Directions for this task: Reproduce every one of the rows below verbatim, without altering any character.

### Dataset records ###

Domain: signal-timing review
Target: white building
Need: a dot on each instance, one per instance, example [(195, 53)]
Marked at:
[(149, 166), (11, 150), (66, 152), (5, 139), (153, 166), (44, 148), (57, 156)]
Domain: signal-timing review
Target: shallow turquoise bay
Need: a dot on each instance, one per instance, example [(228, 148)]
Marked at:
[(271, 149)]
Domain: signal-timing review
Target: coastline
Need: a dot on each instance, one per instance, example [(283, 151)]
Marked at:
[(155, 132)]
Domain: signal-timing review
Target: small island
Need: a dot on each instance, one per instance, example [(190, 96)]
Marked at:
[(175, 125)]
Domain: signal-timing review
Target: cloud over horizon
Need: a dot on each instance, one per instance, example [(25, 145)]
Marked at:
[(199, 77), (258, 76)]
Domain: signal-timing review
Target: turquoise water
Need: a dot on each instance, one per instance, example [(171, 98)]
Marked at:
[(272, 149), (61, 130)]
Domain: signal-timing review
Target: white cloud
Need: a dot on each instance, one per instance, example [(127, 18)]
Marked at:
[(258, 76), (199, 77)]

###

Correct response:
Domain: signal-timing review
Target: white building
Need: a dot on each instance, one per instance, example [(195, 53)]
Marked at:
[(149, 166), (11, 150), (66, 152), (5, 139), (153, 166), (44, 148), (57, 156)]
Domain: signal-timing review
Target: shallow turquoise bay
Need: a dot on each instance, one per instance, example [(228, 148)]
Marked at:
[(271, 149)]
Domain: signal-timing review
Target: coastline
Need: a dot on each instance, one per instance, example [(283, 151)]
Marked at:
[(155, 132)]
Domain: signal-timing review
Target: small island
Need: a dot on each instance, one per instance, example [(190, 96)]
Marked at:
[(175, 125)]
Domain: signal-timing review
Target: cloud over horizon
Need: a dot on each instance, one per instance, example [(25, 145)]
Marked at:
[(199, 77), (258, 76)]
Domain: signal-timing review
Target: turquoise water
Need: a dot on each instance, one per instance, example [(171, 98)]
Marked at:
[(272, 149), (61, 130)]
Domain: signal-timing review
Target: white cloud
Need: a dot on each instance, one per instance, example [(127, 18)]
Marked at:
[(258, 76), (199, 77)]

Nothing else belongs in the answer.